A verbatim transcription of every record below is required.

### RECORDS TO PROCESS

· · · · · · ·

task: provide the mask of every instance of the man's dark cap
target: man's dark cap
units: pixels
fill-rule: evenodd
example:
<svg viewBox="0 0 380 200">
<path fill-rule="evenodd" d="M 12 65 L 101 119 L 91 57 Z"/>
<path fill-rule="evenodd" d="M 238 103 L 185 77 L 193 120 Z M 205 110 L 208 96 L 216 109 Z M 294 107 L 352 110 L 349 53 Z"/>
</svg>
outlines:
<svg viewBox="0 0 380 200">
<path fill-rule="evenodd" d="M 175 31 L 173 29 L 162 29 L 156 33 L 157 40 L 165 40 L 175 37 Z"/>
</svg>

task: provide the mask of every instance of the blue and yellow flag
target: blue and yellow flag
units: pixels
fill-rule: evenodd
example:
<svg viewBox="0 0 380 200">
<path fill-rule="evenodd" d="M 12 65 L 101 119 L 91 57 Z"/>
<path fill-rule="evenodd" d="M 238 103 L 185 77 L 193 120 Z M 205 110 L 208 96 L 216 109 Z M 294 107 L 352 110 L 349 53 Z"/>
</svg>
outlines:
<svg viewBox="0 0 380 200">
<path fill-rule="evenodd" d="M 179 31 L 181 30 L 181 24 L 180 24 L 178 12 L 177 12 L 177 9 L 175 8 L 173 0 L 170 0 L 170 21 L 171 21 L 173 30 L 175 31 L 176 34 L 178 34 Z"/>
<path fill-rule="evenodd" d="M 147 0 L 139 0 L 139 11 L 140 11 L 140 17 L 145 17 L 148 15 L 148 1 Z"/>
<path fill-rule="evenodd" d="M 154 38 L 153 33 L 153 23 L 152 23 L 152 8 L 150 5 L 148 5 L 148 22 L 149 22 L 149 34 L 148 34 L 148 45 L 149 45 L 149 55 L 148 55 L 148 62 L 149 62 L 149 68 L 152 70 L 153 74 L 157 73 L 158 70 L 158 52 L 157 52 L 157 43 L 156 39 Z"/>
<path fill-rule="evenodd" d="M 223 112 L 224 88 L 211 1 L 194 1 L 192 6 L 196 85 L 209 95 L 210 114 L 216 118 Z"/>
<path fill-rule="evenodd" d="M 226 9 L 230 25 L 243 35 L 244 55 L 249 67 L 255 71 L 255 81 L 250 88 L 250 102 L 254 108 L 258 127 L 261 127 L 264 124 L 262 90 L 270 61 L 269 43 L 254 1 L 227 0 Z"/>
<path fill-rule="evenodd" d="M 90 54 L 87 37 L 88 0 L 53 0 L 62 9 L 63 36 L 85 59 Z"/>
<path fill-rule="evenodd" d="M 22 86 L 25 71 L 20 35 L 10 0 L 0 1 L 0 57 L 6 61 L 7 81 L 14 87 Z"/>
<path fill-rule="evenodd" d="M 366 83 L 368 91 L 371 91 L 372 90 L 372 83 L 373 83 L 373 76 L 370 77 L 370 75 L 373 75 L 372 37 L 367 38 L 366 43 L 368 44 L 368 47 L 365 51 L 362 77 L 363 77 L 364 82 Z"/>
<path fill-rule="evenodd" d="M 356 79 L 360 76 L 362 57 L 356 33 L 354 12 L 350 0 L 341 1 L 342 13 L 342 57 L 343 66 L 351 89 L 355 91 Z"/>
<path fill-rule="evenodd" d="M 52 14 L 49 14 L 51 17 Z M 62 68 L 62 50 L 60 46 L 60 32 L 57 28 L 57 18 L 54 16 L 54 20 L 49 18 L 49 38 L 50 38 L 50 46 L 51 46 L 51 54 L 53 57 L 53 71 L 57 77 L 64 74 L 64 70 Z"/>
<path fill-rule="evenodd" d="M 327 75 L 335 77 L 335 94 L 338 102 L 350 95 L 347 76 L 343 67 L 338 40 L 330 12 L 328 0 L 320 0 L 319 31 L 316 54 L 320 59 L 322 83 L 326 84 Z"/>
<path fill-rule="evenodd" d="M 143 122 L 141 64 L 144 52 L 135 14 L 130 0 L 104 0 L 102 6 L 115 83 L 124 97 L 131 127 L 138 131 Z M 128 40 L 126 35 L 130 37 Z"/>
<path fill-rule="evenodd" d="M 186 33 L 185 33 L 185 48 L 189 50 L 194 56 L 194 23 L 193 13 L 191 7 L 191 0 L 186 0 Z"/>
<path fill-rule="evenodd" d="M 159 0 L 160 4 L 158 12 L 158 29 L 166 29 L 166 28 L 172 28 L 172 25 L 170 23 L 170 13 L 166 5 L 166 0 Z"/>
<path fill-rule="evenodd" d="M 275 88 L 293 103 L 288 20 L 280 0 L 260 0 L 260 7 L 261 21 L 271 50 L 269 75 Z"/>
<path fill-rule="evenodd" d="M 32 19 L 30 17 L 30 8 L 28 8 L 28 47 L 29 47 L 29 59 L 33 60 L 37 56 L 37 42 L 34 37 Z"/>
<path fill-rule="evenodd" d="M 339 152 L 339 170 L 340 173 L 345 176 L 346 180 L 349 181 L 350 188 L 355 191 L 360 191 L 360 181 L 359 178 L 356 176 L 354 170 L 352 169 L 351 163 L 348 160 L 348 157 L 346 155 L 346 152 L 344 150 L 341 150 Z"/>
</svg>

· · · · · · ·

### TASK RESULT
task: provide the mask of every instance of the man's dark cap
target: man's dark cap
units: pixels
fill-rule: evenodd
example:
<svg viewBox="0 0 380 200">
<path fill-rule="evenodd" d="M 12 65 L 101 119 L 91 57 Z"/>
<path fill-rule="evenodd" d="M 238 103 L 185 77 L 193 120 Z M 205 110 L 208 96 L 216 109 Z M 294 107 L 352 110 L 349 53 Z"/>
</svg>
outlines:
<svg viewBox="0 0 380 200">
<path fill-rule="evenodd" d="M 175 31 L 173 29 L 162 29 L 156 33 L 157 40 L 165 40 L 175 37 Z"/>
</svg>

task: provide the mask of every instance of the blue and yellow flag
target: blue and yellow flag
units: pixels
fill-rule: evenodd
example:
<svg viewBox="0 0 380 200">
<path fill-rule="evenodd" d="M 12 65 L 101 119 L 91 57 Z"/>
<path fill-rule="evenodd" d="M 238 103 L 185 77 L 193 120 Z M 205 110 L 208 96 L 216 109 Z M 294 107 L 352 110 L 349 53 Z"/>
</svg>
outlines:
<svg viewBox="0 0 380 200">
<path fill-rule="evenodd" d="M 179 31 L 181 30 L 181 24 L 180 24 L 178 12 L 177 12 L 177 9 L 175 8 L 173 0 L 170 0 L 170 21 L 171 21 L 173 30 L 175 31 L 176 34 L 178 34 Z"/>
<path fill-rule="evenodd" d="M 147 0 L 139 0 L 139 11 L 140 11 L 140 17 L 145 17 L 148 15 L 148 1 Z"/>
<path fill-rule="evenodd" d="M 154 38 L 153 33 L 153 23 L 152 23 L 152 8 L 150 5 L 148 5 L 148 22 L 149 22 L 149 34 L 148 34 L 148 45 L 149 45 L 149 55 L 148 55 L 148 62 L 149 62 L 149 68 L 152 70 L 153 74 L 157 73 L 158 70 L 158 52 L 157 52 L 157 43 L 156 39 Z"/>
<path fill-rule="evenodd" d="M 223 112 L 224 88 L 211 1 L 194 1 L 192 6 L 196 85 L 209 95 L 210 114 L 216 118 Z"/>
<path fill-rule="evenodd" d="M 226 9 L 230 25 L 243 35 L 244 55 L 249 67 L 255 71 L 255 81 L 250 88 L 250 102 L 254 108 L 258 127 L 261 127 L 264 124 L 262 90 L 270 61 L 269 43 L 254 1 L 227 0 Z"/>
<path fill-rule="evenodd" d="M 90 54 L 87 37 L 88 0 L 53 0 L 62 9 L 63 36 L 85 59 Z"/>
<path fill-rule="evenodd" d="M 22 86 L 25 71 L 20 35 L 10 0 L 0 1 L 0 57 L 6 61 L 7 81 L 14 87 Z"/>
<path fill-rule="evenodd" d="M 366 83 L 368 91 L 371 91 L 372 90 L 372 83 L 373 83 L 373 76 L 370 77 L 370 75 L 373 75 L 372 37 L 367 38 L 366 43 L 368 44 L 368 47 L 365 51 L 362 77 L 363 77 L 364 82 Z"/>
<path fill-rule="evenodd" d="M 356 79 L 360 76 L 362 57 L 356 33 L 354 12 L 350 0 L 341 1 L 342 13 L 342 57 L 343 66 L 351 89 L 355 91 Z"/>
<path fill-rule="evenodd" d="M 52 14 L 49 14 L 51 17 Z M 62 68 L 62 50 L 60 46 L 60 32 L 57 28 L 57 18 L 54 16 L 54 20 L 49 18 L 49 38 L 50 38 L 50 46 L 51 46 L 51 54 L 53 57 L 53 71 L 57 77 L 64 74 L 64 70 Z"/>
<path fill-rule="evenodd" d="M 327 75 L 335 77 L 335 94 L 338 102 L 350 95 L 347 76 L 343 67 L 338 40 L 330 12 L 328 0 L 320 0 L 319 31 L 316 54 L 320 59 L 322 83 L 326 84 Z"/>
<path fill-rule="evenodd" d="M 143 122 L 141 64 L 144 52 L 135 14 L 130 0 L 104 0 L 102 6 L 115 83 L 124 97 L 131 127 L 138 131 Z M 128 40 L 126 35 L 130 37 Z"/>
<path fill-rule="evenodd" d="M 186 33 L 185 33 L 185 48 L 189 50 L 194 56 L 194 23 L 193 13 L 191 7 L 191 0 L 186 0 Z"/>
<path fill-rule="evenodd" d="M 159 0 L 160 4 L 158 12 L 158 29 L 166 29 L 166 28 L 172 28 L 172 25 L 170 23 L 170 13 L 166 5 L 166 0 Z"/>
<path fill-rule="evenodd" d="M 275 88 L 293 103 L 288 20 L 280 0 L 260 0 L 260 7 L 261 21 L 271 50 L 269 75 Z"/>
<path fill-rule="evenodd" d="M 32 19 L 30 17 L 30 8 L 28 8 L 28 47 L 29 47 L 29 59 L 33 60 L 37 56 L 37 42 L 34 37 Z"/>
<path fill-rule="evenodd" d="M 339 152 L 339 170 L 340 173 L 345 176 L 346 180 L 349 181 L 350 188 L 355 191 L 360 191 L 360 181 L 359 178 L 356 176 L 354 170 L 352 169 L 351 163 L 348 160 L 348 157 L 346 155 L 346 152 L 344 150 L 341 150 Z"/>
</svg>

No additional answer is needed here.